* LIST OF TASKS
1. In the page on creating OMS FORTRAN science components, how would you translate this sentence into Spanish: "The OMS build system automatically integrates the components into the model."
2. According to the page on OMS FORTRAN science components, what compiler must be used to compile the component source code?
3. Could you carry on the page about OMS FORTRAN science components from its last line?

* DOCUMENT SEGMENT
Creating OMS FORTRAN Science Components
Introduction
The OMS API and system components are written in Java. OMS currently supports science components written in Java, FORTRAN, C, C++, and NetLogo. FORTRAN modelers using OMS therefore produce models that are a combination of Java and FORTRAN components, which requires native language interoperability. This is accomplished using the Java Native Architecture (JNA), an open source library that emphasizes an easy integration of Dynamic Linkable Libraries (DLLs) into Java. JNA was developed for easy Java - C/C++ communication. JNA was designed to provide native access in a natural way with a minimum of effort, with no boilerplate or generated code required.
Modelers can create OMS science components directly in FORTRAN. The OMS build system automatically integrates the components into the model. Details are summarized in Native Fortran Components in OMS3.
Requirements for OMS FORTRAN Components
A FORTRAN science component can be made OMS compatible if the following requirements are satisfied:
- Component source code conforms to F90+ syntax and follows the required conventions described later in this reference.
- The component is written as a module, subroutine, or function
- As prescribed OMS annotations are added as comment lines to the component source code
- As prescribed component source code contains ISO_C_BINDING statement and FORTRAN to C data type mapping
- The source code is compiled with GCC 4.4+ / gfortran
Design Consideration
The modeling team must decide the granularity of the OMS FORTRAN components they develop, usually based on the scientific concepts involved. The component may be a module containing subroutines and functions. It may be a subroutine containing subroutines and functions, or simply a single subroutine or function.
Example
The following component source code example, in this case a single subroutine, complies with the requirements:
! Add following annotation comment lines, primarily for auto-documentation
! @Description ("WEPP hillslope erosion component")

* DATA RECORDS
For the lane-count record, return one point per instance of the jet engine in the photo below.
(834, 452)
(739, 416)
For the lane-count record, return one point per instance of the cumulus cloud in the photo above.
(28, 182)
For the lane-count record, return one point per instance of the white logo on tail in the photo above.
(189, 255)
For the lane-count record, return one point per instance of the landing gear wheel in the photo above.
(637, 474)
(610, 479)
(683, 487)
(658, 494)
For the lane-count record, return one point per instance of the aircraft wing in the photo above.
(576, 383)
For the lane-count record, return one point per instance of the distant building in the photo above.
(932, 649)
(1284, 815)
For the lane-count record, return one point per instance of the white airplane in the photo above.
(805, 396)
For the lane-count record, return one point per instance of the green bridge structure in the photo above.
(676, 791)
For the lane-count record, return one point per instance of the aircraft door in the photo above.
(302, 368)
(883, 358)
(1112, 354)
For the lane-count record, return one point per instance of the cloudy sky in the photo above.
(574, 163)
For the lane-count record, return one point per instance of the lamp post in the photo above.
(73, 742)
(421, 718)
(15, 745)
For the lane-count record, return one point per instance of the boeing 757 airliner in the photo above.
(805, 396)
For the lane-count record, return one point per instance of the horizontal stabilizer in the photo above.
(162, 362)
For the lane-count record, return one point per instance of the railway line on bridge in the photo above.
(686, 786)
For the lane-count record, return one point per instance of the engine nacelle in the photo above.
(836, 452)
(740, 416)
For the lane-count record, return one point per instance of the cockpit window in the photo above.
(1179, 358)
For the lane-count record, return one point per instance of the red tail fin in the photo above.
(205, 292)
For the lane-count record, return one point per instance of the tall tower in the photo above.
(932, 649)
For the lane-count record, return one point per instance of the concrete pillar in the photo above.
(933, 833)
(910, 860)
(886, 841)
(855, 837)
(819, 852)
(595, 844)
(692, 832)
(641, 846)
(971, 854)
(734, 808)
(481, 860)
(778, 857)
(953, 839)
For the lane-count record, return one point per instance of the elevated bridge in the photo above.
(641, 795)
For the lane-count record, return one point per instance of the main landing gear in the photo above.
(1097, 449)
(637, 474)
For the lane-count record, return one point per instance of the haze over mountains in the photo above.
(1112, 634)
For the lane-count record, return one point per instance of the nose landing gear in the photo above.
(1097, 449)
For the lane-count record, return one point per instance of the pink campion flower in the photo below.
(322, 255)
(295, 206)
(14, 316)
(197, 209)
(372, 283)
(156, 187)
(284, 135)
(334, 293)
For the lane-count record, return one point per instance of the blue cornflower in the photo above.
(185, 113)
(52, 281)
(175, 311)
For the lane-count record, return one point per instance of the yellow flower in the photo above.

* ANSWER LIST
1. El sistema de compilación de OMS integra automáticamente los componentes en el modelo.

2. GCC 4.4+ / gfortran.

3.
! @Author (name="j.c. ascough ii and d.c. flanagan")
! @Keywords ("Erosion")
! @VersionInfo ("$Id: BasinSum.java 367 2009-08-28 22:21:52Z odavid $")
! @SourceInfo ("$HeadURL: http://svn.javaforge.com/svn/oms/branches/oms3.prj.prms2008/src/prms2008/BasinSum.java $")
! @License ("http://www.gnu.org/licenses/gpl-2.0.html")
! @Documentation ("BasinSm.xml")
! Add following annotation comment line to enable OMS execution
! of the FORTRAN component
! @Execute
SUBROUTINE wecall(eroout, eroout_len, eroplot, eroplot_len, runoff, peakro, effdrn, npart, spg, outd)
! Add following line to enable JNA binding to FORTRAN component
USE, INTRINSIC :: ISO_C_BINDING
IMPLICIT NONE
! Add annotation comment lines for following five input variables
! Also add FORTRAN to C data type mapping declarations
! @Description("Erosion output name")
! @In
CHARACTER(kind = C_CHAR, len = eroout_len) :: eroout
INTEGER(C_INT), VALUE :: eroout_len
! @Description("Erosion plot name")
! @In
CHARACTER(kind = C_CHAR, len = eroplot_len) :: eroplot
INTEGER(C_INT), VALUE :: eroplot_len
! @In
REAL(C_FLOAT) :: runoff, peakro, effdrn
! @In
INTEGER(C_INT) :: npart
! @In
REAL(C_FLOAT), DIMENSION(npart) :: spg
! Add annotation comment line for following output variable
! @Out
REAL(C_FLOAT) :: outd
print *, runoff, peakro, effdrn
print *, npart
print *, spg
print *, eroout
print *, eroplot
print *, 'done...... '
outd = outd + 4.36
END SUBROUTINE
Adding Annotations and Source Code Modifications for OMS Compatibility (EXERCISE 3)
In the component example above, the following steps were taken to add annotations and modify the source code of the FORTRAN subroutine. (Note: this assumes that the FORTRAN code has been made F95 compliant).
- At the top add annotations as comment lines for description, author, keywords, version information, source information, license, and documentation.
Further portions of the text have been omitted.